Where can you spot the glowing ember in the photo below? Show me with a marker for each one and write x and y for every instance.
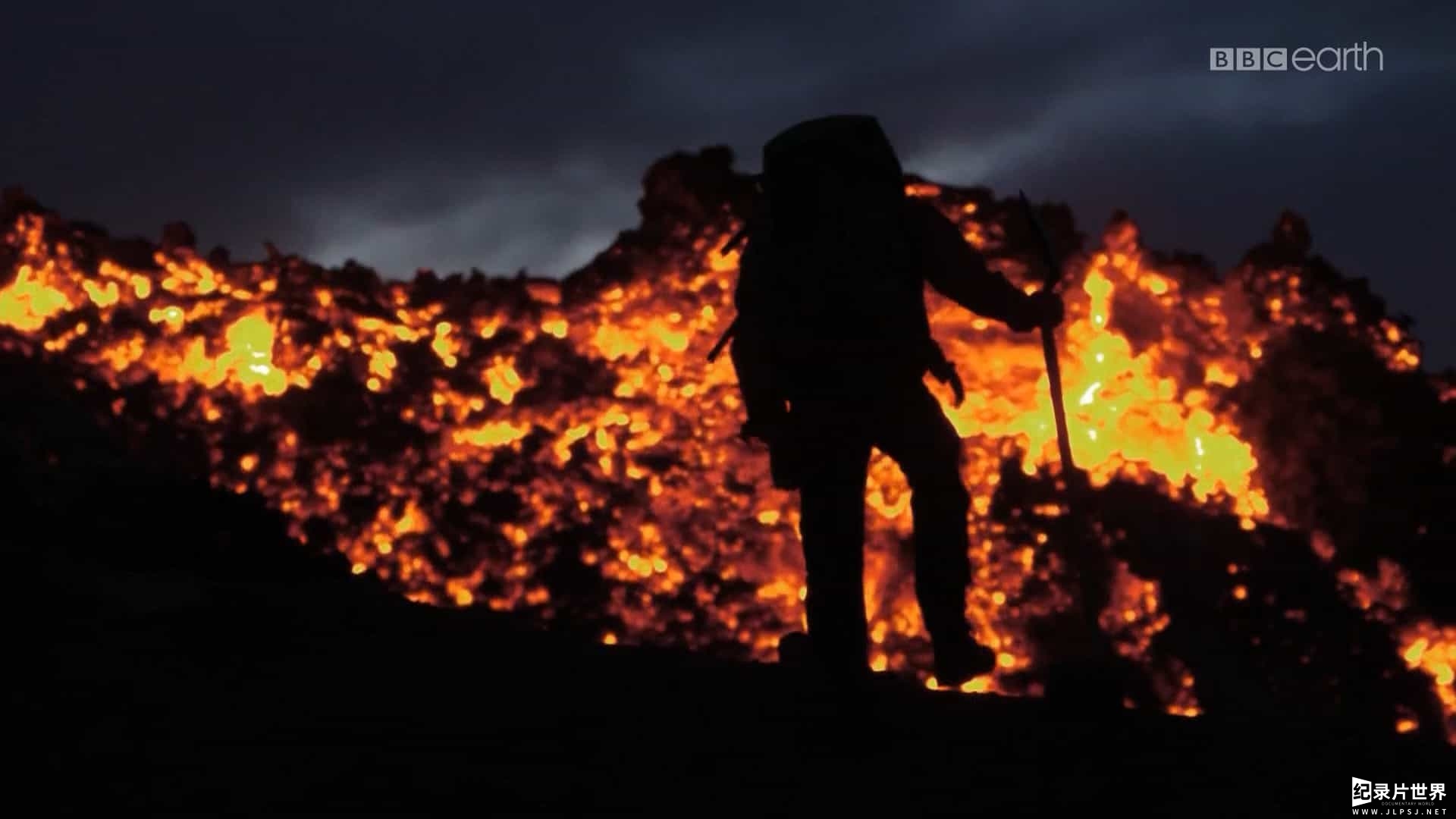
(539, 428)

:::

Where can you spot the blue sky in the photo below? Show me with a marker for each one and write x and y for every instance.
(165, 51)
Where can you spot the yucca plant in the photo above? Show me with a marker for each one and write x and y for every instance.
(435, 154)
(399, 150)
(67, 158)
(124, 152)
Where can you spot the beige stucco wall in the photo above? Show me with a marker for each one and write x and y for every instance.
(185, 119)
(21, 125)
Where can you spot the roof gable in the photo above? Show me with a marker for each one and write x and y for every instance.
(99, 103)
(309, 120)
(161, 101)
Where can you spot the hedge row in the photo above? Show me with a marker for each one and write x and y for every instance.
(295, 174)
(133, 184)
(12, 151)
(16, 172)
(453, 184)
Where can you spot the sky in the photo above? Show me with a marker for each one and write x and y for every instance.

:::

> TASK GOAL
Nothing should appear in the answer except the lines above from the line with "Where can you spot the hedge" through the line with "Where can you spot the sky", both included, written out exactly.

> RESULT OF THIS TASK
Where can you spot the hedge row in the photo above? Show me with a marker for each one and write x and y for every instance.
(295, 174)
(133, 184)
(12, 151)
(16, 172)
(453, 184)
Where can you spot the sky in the photo above? Show me with a marker for each one and write x and y for every instance.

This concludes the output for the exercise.